Things to do:
A. Retype the section of the FITC–HSA passage that opens with the words containing "We examined the" and closes with "time-resolved measurements (—).".
B. Pick up the FITC–HSA passage after its last line and keep writing it.

Extracted text:
• • • • • • •

Summary of measured and calculated intensities for FITC–HSA

Labeling	IS/IQ	〈τQ〉/〈τS〉	Relative intensities
			Quartz			Silver
			Measured	Max	%	Measured	Max	%
1	4.47	11.34	1600	1600	100	7150	7150	100
3	10.63	—	950	4800	20	10,100	21,450	47
7	16.80	4.81	640	11,200	6	10,750	50,050	22
9	16.84	—	475	14,400	3	8000	64,350	12

We examined the intensity decays of FITC–HSA on the surfaces. To be certain that scattered light did not contribute to the intensity decays we recorded emission spectra under the precise conditions used for the frequency- domain measurement (Fig. 9). More specifically, we recorded the emission spectra through the filters used for the time-resolved measurements and scanned through the 514-nm excitation wavelength. These spectra showed that scattered light contributed less than 1% to the intensity decay measurements.

Fig. 9.

Emission spectra of FITC–HSA recorded without emission filter (…)and through the emission filter used for the time-resolved measurements (—).

Frequency-domain intensity decays are shown for FITC–HSA for L=1 in Fig. 10 and for L=7 in Fig. 11. For L=1 the amplitude-weighted lifetime is reduced 11- fold on the SIFs as compared to quartz. For L=7 the amplitude-weighted lifetime is reduced fivefold relative to quartz. The smaller reduction in lifetime for L=7 suggests a reason for the inability to obtain the expected intensities (Table 2). As the result of a reduced lifetime for the heavily labeled sample the increase in the radiative rate does not completely compensate for the shorter lifetime.

Fig. 10.

Frequency-domain intensity decays of FITC–HSA (L=1) on quartz (Q, top) and SIFs (S, bottom).

Fig. 11.

Frequency-domain intensity decays of FITC–HSA (L=7) on quartz (Q, top) and SIFs (S, bottom). The solid lines represent the multiexponential fits (Table 1). The dashed lines represent the data for L=1 (Fig. 10).

This speculation is supported by consideration of the relationship between quantum yields and lifetimes. It is well known that the quantum yield (Q) and lifetime (τ) of a fluorophore are given by

$$Q=\frac{\mathrm{\Gamma }}{\mathrm{\Gamma }+k}$$ (5)

and

$$\tau =\frac{1}{\mathrm{\Gamma }+k},$$ (6)

where Γ is the radiative decay rate and k is the sum of the nonradiative decay rates. The radiative decay rate can be obtained from

$$Q/\tau =\mathrm{\Gamma }.$$ (7)

Assume that Eqs. (5)–(7) describes the spectral properties of FITC–HSA on quartz (Q) and that a similar set of equations describes the spectral properties on SIFs (S). Then the ratio of the radiative decay rates on silver (Γ_S) and quartz (Γ_Q) can be obtained from

$$\frac{{\mathrm{\Gamma }}_{\text{S}}}{{\mathrm{\Gamma }}_{\text{Q}}}=\frac{{(Q/\tau )}_{\text{S}}}{{(Q/\tau )}_{\text{Q}}}.$$ (8)

• • • • • • •

Point-per-instance localization data:
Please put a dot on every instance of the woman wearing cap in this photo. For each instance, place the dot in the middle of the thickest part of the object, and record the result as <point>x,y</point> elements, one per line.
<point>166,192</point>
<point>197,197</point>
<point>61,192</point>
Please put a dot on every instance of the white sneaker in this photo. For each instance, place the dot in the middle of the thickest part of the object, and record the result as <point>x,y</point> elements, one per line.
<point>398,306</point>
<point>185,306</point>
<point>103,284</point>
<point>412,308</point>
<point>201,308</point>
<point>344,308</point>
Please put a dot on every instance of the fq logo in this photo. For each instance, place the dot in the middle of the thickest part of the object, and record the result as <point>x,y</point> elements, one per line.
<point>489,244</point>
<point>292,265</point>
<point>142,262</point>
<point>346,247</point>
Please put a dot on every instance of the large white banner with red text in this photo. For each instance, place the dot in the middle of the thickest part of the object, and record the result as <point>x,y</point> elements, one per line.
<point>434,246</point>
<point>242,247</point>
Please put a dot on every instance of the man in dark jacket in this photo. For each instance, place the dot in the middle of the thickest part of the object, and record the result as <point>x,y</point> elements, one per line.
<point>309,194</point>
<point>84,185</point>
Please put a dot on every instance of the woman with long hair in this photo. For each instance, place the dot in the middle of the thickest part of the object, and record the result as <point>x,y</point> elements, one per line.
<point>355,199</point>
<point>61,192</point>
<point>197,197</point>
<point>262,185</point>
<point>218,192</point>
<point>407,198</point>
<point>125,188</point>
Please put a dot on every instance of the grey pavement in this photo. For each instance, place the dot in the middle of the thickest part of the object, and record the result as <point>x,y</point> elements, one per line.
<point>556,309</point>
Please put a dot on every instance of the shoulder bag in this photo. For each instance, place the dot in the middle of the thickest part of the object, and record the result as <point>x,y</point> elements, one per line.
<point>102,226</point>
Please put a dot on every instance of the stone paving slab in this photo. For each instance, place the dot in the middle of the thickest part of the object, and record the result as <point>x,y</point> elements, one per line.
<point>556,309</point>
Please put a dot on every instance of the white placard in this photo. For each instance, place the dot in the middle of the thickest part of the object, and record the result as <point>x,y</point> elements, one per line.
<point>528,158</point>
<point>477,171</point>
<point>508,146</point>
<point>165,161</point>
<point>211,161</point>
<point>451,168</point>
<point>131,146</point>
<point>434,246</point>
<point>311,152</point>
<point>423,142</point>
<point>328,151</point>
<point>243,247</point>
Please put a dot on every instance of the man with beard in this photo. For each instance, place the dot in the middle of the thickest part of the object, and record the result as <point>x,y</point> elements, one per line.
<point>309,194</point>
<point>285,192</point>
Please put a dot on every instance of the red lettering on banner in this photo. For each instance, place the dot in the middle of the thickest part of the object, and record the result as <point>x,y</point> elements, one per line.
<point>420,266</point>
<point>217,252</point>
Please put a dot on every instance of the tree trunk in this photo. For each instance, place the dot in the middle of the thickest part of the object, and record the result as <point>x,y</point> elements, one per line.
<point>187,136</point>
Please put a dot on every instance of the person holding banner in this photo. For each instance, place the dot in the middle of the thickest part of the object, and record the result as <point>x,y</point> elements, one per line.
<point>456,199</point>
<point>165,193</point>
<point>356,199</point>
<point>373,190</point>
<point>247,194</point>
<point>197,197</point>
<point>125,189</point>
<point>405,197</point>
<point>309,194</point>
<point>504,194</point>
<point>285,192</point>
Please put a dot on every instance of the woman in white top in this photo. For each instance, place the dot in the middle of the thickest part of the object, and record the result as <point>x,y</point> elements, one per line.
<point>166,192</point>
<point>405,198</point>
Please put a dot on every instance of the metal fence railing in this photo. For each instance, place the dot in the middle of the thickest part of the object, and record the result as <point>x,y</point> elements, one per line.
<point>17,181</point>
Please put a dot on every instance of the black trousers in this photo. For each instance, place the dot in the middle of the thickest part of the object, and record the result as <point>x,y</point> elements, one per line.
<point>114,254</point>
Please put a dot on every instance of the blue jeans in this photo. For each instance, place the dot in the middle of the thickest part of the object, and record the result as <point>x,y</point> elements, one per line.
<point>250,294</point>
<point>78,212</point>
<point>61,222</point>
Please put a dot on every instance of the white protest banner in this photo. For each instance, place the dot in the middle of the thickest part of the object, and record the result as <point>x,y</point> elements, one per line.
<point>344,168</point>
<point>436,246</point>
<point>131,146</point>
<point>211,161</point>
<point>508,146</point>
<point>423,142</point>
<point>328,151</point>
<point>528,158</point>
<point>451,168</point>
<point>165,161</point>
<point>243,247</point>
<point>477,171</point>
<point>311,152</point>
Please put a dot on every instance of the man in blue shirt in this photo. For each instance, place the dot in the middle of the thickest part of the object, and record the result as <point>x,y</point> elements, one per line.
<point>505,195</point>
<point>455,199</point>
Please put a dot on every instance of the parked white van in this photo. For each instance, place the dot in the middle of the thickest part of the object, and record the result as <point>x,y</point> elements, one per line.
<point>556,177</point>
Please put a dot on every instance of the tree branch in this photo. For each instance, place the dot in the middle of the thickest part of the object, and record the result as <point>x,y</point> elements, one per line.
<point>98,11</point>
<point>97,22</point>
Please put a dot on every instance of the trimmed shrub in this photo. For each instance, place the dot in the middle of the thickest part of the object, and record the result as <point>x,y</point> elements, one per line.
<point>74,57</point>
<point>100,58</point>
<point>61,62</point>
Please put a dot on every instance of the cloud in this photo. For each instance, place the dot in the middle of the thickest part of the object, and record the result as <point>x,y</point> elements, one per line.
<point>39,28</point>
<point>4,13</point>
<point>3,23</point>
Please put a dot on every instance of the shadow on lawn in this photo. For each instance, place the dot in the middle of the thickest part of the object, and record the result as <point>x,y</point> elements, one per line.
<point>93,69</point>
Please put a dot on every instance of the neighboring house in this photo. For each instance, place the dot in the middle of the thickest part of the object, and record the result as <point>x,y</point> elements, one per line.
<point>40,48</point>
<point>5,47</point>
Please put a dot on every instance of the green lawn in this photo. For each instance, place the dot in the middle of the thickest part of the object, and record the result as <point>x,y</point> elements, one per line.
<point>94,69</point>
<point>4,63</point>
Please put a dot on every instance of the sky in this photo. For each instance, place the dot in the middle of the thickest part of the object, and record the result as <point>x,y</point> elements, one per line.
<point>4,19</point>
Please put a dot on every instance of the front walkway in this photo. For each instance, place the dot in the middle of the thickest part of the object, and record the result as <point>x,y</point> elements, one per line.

• • • • • • •

Solved tasks:
A.
We examined the intensity decays of FITC–HSA on the surfaces. To be certain that scattered light did not contribute to the intensity decays we recorded emission spectra under the precise conditions used for the frequency- domain measurement (Fig. 9). More specifically, we recorded the emission spectra through the filters used for the time-resolved measurements and scanned through the 514-nm excitation wavelength. These spectra showed that scattered light contributed less than 1% to the intensity decay measurements.

Fig. 9.

Emission spectra of FITC–HSA recorded without emission filter (…)and through the emission filter used for the time-resolved measurements (—).

B.
This equation assumes that the values of k are not altered by the silver. Using the data in Table 2, and using the intensities as quantum yields, we calculated that the radiative decay rate increases 51-fold for L=1 and 87- fold for L=9. This indicates that the metal-induced increase in the rate of radiative decay does not completely offset the decrease in lifetime at higher degrees of labeling. Conversely, if the rate of radiative decay can be increased further then one may obtain the higher expected intensities summarized in Table 2.

Discussion

It is informative to consider how silver-enhanced fluorescence, particularly of a heavily labeled sample, can be used for improved assays. Fig. 12 shows emission spectra of a quartz plate coated with FITC–HSA to which we adjusted the concentration of rhodamine B (0.25 μM) to result in an approximate 1.5-fold larger RhB intensity. One can consider the RhB to be sample autofluorescence or any other interference signal. When the same conditions are used for FITC–HSA on silver with L=1 the fluorescein emission is now two- to threefold higher than that of RhB (Fig. 12, top). When using the heavily labeled sample (L=7) the fluorescein emission becomes dominant (Fig. 12, bottom).

Fig. 12.

Emission spectra of a monolayer of FITC–HSA L=1 (middle) and L=7 (bottom) containing 0.25 μM rhodamine B between the quartz plates (Q) or one SIF (S). The top shows a schematic of this sample with bound fluorescein and free rhodamine B.

In conclusion, silver particles or colloids, when bound to protein heavily labeled with fluorophores, can provide significantly higher intensities due to a decrease in the content of self-quenching.